**Task brief:**
Render the listing as a Markdown table with the columns "Row" and "Line", one row per line with its row number, skipping blank lines and leaving out the pictures. Cover only the part from the start of the listing through the line containing "267,52,565,390", inclusive.

═══ Raw records

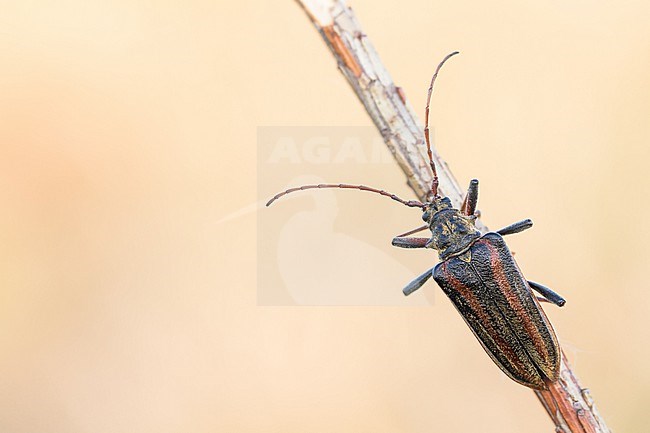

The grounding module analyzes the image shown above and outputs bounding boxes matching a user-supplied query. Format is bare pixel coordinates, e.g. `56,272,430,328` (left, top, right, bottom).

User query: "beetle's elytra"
267,52,565,389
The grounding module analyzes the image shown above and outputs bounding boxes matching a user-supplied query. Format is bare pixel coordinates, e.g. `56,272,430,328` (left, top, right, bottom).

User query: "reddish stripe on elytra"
480,241,549,362
443,263,528,377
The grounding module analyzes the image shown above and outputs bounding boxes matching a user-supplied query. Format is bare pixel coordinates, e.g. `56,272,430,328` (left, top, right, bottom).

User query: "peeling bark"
298,0,610,433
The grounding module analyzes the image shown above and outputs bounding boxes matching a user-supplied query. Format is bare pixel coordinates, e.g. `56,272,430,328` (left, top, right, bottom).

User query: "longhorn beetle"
266,52,565,390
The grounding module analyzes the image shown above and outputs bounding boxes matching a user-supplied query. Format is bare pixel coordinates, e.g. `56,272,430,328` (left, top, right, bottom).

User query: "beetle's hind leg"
402,268,433,296
497,219,533,236
528,281,566,307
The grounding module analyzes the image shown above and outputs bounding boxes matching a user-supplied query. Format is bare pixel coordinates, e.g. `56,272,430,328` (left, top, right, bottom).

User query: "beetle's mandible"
267,52,565,390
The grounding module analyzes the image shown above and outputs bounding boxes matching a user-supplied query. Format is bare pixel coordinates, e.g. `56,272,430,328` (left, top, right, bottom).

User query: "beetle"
266,52,566,390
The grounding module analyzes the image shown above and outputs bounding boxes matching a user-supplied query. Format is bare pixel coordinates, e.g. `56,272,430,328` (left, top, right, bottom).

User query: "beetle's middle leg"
497,219,533,236
528,281,566,307
402,268,433,296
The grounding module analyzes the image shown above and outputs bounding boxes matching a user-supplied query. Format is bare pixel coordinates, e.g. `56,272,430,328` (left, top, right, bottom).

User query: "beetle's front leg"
528,281,566,307
391,236,429,248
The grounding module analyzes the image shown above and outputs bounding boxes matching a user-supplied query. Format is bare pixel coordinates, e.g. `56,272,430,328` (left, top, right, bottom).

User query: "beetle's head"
422,197,481,260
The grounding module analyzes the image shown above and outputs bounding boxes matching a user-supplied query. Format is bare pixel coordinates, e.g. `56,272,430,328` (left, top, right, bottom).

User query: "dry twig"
298,0,610,433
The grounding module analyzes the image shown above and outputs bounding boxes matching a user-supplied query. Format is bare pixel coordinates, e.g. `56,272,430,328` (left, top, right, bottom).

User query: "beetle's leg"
402,268,433,296
497,219,533,236
396,224,429,238
392,236,429,248
460,179,478,215
528,281,566,307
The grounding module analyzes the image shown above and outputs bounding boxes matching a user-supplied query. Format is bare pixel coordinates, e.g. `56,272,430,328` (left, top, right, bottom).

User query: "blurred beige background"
0,0,650,433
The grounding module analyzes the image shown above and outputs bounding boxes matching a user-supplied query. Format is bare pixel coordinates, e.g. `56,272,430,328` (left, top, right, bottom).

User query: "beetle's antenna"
266,183,424,208
424,51,458,197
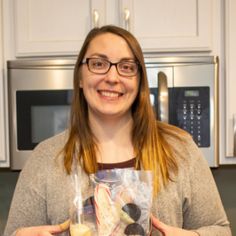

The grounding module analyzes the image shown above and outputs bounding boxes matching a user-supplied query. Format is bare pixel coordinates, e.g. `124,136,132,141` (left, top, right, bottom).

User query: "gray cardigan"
4,132,231,236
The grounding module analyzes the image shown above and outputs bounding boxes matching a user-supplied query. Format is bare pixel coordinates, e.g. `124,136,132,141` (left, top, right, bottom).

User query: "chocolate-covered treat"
124,223,145,236
122,203,141,221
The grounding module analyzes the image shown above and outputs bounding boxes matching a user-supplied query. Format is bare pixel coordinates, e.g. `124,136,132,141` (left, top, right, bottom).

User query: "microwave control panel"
150,87,210,147
169,87,210,147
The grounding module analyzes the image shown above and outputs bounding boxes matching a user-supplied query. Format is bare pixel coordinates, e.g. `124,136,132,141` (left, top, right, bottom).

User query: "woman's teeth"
100,91,119,98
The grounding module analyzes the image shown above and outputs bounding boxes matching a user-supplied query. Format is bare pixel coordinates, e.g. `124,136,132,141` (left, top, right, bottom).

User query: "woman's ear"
79,79,83,88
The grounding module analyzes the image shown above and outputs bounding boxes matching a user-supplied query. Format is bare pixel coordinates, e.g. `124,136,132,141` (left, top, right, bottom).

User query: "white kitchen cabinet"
222,0,236,164
0,0,9,167
14,0,216,57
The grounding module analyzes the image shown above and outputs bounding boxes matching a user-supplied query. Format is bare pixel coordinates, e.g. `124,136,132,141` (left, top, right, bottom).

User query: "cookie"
124,223,145,236
122,203,141,221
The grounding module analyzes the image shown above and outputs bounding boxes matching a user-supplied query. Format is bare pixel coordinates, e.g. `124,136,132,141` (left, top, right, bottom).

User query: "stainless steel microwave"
7,56,218,170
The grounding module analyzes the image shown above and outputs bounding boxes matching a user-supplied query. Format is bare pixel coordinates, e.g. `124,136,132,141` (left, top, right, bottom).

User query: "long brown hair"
63,25,184,193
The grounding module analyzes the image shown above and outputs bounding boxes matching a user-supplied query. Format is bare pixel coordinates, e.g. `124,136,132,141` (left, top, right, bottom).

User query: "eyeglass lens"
86,58,138,76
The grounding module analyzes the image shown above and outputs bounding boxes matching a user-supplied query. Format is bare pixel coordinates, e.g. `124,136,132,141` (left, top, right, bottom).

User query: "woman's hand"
151,216,199,236
16,220,70,236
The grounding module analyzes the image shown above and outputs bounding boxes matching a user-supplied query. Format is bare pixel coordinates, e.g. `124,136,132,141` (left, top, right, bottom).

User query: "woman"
4,26,231,236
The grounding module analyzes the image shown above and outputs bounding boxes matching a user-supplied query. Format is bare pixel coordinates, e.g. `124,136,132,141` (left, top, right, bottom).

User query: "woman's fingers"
151,215,167,233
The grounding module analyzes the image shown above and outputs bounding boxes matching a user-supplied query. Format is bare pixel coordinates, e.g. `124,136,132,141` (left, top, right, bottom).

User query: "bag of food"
71,169,152,236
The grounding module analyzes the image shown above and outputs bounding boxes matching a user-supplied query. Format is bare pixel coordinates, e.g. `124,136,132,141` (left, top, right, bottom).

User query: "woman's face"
80,33,139,119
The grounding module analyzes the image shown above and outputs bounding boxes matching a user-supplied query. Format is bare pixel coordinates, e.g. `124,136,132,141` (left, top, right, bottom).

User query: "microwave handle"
233,114,236,157
157,71,169,123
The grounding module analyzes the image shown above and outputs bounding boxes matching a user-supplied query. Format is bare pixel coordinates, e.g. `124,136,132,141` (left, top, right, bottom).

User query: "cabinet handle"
93,10,99,27
124,8,130,31
233,114,236,157
157,71,169,123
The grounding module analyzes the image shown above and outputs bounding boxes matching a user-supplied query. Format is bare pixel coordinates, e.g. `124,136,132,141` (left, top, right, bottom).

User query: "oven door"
8,68,73,170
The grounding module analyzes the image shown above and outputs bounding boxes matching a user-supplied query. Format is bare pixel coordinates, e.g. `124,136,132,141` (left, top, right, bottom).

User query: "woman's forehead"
85,33,134,59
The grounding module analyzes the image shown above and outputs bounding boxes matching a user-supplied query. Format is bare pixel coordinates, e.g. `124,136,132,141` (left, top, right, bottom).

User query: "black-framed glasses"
82,57,139,77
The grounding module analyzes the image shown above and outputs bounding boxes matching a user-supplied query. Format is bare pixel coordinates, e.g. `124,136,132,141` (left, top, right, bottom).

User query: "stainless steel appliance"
8,57,218,169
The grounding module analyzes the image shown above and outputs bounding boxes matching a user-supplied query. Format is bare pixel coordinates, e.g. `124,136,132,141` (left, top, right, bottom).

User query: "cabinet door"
0,72,9,167
223,0,236,164
14,0,93,56
120,0,214,52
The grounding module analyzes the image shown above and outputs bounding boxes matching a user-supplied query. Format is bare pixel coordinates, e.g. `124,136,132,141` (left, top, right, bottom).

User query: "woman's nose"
106,65,120,83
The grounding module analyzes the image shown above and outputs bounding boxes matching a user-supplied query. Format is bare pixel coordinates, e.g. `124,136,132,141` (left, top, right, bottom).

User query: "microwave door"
157,71,169,123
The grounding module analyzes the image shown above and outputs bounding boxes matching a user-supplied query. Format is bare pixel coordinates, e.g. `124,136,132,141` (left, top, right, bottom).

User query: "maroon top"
98,158,136,170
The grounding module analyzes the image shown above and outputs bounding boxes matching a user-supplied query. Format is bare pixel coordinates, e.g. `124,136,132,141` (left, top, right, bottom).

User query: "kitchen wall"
0,166,236,235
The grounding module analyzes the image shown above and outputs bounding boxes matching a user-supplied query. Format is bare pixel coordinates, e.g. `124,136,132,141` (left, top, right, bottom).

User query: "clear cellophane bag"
70,168,152,236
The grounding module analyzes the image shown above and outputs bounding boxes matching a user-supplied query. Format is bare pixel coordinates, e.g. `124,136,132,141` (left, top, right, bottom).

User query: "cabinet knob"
93,10,99,27
124,8,130,31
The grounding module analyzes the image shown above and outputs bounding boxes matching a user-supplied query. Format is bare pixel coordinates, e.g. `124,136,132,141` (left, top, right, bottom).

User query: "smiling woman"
4,26,231,236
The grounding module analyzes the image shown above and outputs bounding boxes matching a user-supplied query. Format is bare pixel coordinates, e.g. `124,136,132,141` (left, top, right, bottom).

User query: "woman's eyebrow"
89,53,108,59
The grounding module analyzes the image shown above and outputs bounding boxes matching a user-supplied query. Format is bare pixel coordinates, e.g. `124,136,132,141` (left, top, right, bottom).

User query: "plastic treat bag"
70,169,152,236
91,169,152,236
69,162,97,236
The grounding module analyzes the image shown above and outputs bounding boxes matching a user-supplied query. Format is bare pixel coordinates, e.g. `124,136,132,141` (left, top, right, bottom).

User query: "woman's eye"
92,61,105,68
120,63,135,71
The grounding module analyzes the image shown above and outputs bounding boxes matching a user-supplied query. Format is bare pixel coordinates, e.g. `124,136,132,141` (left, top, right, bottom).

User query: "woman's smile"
98,90,124,100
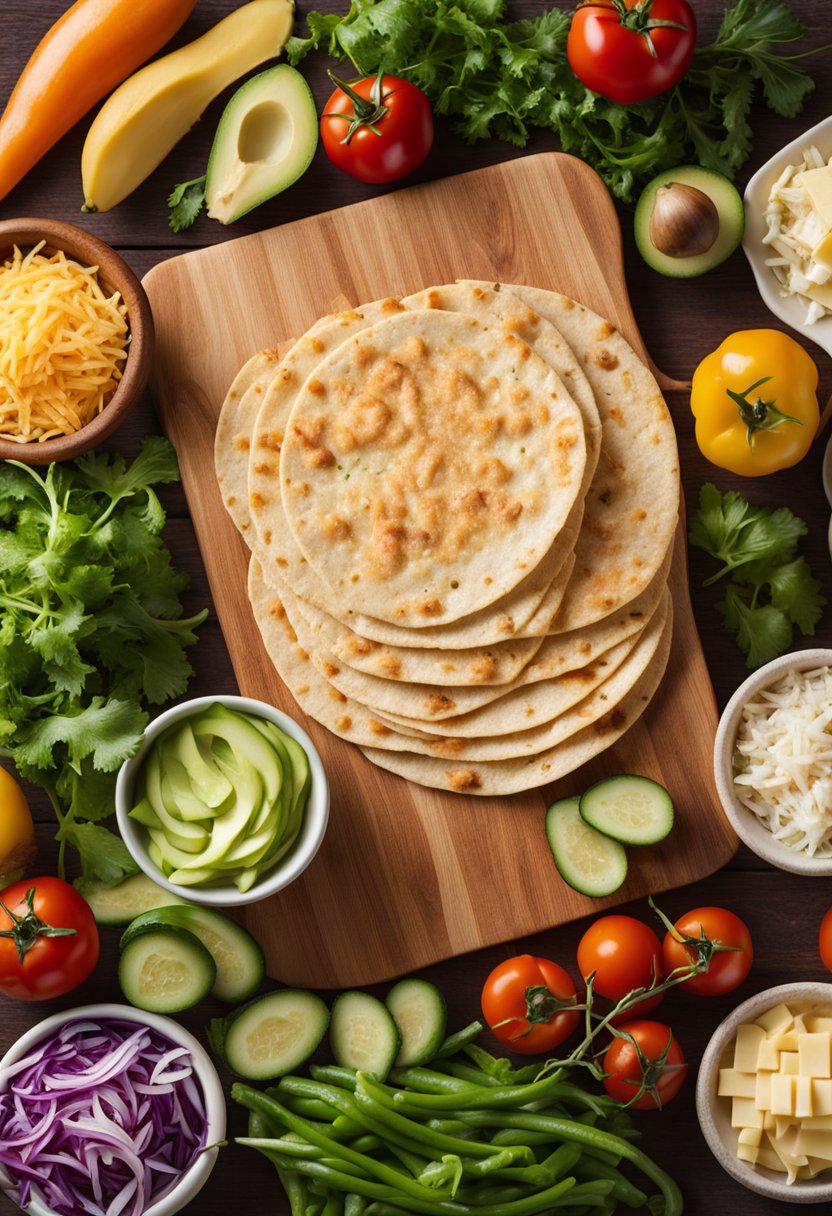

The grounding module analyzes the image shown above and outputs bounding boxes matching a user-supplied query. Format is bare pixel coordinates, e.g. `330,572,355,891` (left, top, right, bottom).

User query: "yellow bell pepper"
691,330,820,477
0,767,38,889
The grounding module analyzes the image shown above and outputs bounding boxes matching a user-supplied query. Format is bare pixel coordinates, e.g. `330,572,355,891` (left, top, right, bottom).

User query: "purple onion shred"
0,1020,208,1216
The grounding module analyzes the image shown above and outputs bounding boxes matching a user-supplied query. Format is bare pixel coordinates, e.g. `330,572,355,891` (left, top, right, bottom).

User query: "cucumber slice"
80,874,185,924
384,980,448,1068
118,925,217,1013
122,903,265,1004
330,991,401,1081
222,989,330,1081
546,798,626,899
580,773,674,845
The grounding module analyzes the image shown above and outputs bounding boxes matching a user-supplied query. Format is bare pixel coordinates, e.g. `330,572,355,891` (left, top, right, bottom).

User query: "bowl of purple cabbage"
0,1004,226,1216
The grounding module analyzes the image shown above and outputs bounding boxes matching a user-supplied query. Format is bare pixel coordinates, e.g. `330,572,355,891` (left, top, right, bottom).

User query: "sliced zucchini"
546,798,626,899
80,874,185,924
118,925,217,1013
122,903,265,1004
222,989,330,1081
580,773,674,845
330,991,401,1081
384,980,448,1068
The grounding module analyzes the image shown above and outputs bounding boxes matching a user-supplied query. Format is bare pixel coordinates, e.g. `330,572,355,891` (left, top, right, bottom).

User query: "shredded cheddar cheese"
0,241,128,444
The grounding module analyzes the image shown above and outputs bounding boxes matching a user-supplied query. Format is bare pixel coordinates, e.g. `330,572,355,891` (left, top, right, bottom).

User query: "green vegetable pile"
231,1036,682,1216
0,437,207,885
690,483,826,668
286,0,814,202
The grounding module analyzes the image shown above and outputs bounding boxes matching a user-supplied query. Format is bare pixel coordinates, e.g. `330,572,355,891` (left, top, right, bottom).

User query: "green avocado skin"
634,164,746,278
206,63,317,224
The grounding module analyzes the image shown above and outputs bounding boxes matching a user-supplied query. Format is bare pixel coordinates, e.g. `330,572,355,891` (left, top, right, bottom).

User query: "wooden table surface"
0,0,832,1216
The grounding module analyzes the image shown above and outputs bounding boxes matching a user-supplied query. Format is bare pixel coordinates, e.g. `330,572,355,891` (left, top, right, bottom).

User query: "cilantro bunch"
0,437,207,885
286,0,814,202
688,483,826,668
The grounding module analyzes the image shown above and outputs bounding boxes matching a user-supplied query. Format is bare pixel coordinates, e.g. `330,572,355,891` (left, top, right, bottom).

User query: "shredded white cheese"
763,147,832,325
733,668,832,857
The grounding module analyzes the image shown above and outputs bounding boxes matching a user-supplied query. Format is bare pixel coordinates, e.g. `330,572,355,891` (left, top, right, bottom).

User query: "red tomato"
602,1021,687,1110
0,878,99,1001
567,0,696,106
482,955,580,1055
662,907,754,996
819,908,832,972
578,916,664,1019
321,75,433,182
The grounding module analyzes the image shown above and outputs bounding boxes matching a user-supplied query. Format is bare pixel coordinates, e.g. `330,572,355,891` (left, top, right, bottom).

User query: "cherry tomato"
602,1021,687,1110
567,0,696,106
321,74,433,182
578,916,664,1020
819,908,832,972
662,907,754,996
0,878,99,1001
482,955,580,1055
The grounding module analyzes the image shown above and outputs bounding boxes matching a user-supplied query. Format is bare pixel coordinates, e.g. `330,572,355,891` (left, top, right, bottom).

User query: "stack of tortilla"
215,282,679,795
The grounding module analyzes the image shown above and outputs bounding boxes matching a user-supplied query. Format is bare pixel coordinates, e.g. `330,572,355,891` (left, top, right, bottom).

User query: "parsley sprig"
286,0,827,202
688,483,826,669
0,437,207,885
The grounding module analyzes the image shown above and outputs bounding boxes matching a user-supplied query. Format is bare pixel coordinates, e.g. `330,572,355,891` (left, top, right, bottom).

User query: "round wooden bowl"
0,219,153,465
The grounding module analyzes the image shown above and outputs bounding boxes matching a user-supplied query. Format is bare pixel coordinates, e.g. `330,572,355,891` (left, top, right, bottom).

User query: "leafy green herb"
0,437,207,885
286,0,827,202
168,174,206,232
688,483,826,668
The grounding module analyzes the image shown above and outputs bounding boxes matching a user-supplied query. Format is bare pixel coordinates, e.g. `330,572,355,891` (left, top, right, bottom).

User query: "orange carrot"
0,0,196,199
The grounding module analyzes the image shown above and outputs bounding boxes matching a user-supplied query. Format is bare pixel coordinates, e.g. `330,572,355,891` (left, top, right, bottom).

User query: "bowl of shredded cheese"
0,219,153,465
714,649,832,877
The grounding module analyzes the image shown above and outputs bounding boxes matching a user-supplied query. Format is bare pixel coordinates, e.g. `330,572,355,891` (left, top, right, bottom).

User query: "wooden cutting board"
145,153,736,987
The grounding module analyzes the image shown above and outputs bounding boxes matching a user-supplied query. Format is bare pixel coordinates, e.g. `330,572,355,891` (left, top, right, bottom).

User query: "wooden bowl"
0,219,153,465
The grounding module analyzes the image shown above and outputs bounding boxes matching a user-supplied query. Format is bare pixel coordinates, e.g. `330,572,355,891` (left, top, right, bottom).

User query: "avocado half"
206,63,317,224
634,164,746,278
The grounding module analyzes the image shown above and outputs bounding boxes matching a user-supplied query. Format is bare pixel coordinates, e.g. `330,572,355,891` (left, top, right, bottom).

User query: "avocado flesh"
634,164,746,278
206,63,317,224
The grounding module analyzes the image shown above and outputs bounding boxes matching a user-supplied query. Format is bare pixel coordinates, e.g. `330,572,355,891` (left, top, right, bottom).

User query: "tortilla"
277,304,586,627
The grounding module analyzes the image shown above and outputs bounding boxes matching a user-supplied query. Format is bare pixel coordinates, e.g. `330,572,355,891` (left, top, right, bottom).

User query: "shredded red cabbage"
0,1020,208,1216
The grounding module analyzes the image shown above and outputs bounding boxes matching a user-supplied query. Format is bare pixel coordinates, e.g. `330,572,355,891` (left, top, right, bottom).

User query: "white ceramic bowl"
696,984,832,1204
116,697,330,907
0,1004,226,1216
714,649,832,878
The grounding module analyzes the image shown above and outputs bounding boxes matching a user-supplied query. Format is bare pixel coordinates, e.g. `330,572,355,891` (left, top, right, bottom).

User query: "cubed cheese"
768,1073,794,1113
733,1021,768,1073
754,1003,794,1036
716,1070,759,1098
778,1052,800,1076
798,1034,832,1077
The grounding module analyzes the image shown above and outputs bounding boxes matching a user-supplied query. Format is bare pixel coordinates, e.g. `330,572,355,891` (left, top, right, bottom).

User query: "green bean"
309,1064,356,1092
429,1021,483,1063
388,1062,478,1093
246,1150,581,1216
344,1192,367,1216
575,1154,647,1207
423,1110,684,1216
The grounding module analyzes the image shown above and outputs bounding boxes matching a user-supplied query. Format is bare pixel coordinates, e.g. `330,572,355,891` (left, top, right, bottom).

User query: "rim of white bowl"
696,980,832,1204
116,693,330,907
0,1002,227,1216
714,647,832,878
742,117,832,354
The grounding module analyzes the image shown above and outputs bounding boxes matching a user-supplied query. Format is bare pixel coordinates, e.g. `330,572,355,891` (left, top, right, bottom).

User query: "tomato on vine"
578,914,663,1018
567,0,696,106
482,955,580,1055
659,907,754,996
321,72,433,182
602,1020,687,1110
0,878,99,1001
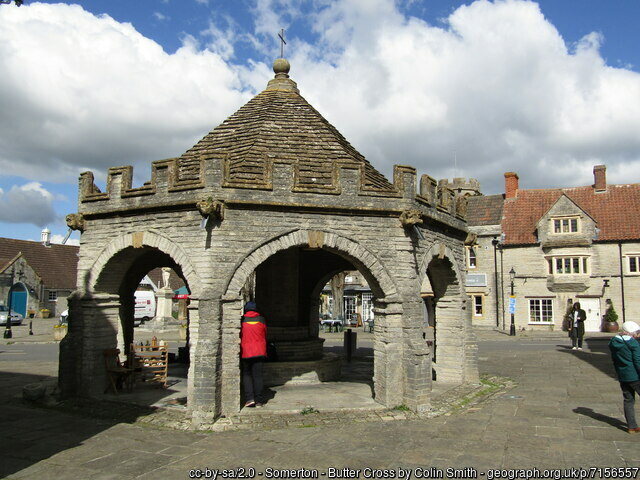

══════

**The completed task:**
| Row | Line |
|---|---|
| 1 | The grounding module analyzes the image shown above and outputs bounding boxes matching a user-supplied query. Format is bare pixel coordinates, e.g. `56,272,430,328` (left, top, right, bottom). |
| 2 | User query: "beetle's elytra" |
| 3 | 267,52,565,389 |
| 4 | The grounding module analyzes the image shown above and outputs bounding boxes matching a user-supplied query. Format is bare pixel coordinates, e.g. `56,272,430,328` (left, top, right, bottom). |
| 5 | User query: "reddish stripe on elytra" |
| 6 | 480,241,549,362 |
| 7 | 443,263,528,377 |
| 8 | The grounding module analyzes the image shown above and outputs bounding boxes matching a user-supplied query. Format is bare pixel coordinates, e.g. `56,272,430,328` (left, top, right, bottom). |
| 9 | User query: "peeling bark" |
| 10 | 298,0,610,433 |
| 11 | The grounding module analyzes the image shown above and outputs bounding boxes matching a user-supplied query. Format is bare pixel coordinates, e.g. `56,272,430,328` (left, top, right, bottom). |
| 12 | User query: "longhorn beetle" |
| 13 | 266,52,565,390 |
| 14 | The grounding module analyzes the image shown above and outputs bounding boxes matching a user-supplied query. Format is bare pixel coordinates, e.g. `56,272,430,328` (left, top, right, bottom). |
| 15 | User query: "beetle's hind leg" |
| 16 | 402,268,433,296 |
| 17 | 497,219,533,236 |
| 18 | 528,281,566,307 |
| 19 | The grounding module analyzes the image shown above and outputs bounding boxes matching a user-supplied query. Format is bare pixel coordinates, e.g. `56,272,430,328` (left, top, right, bottom). |
| 20 | User query: "beetle's mandible" |
| 21 | 267,52,565,390 |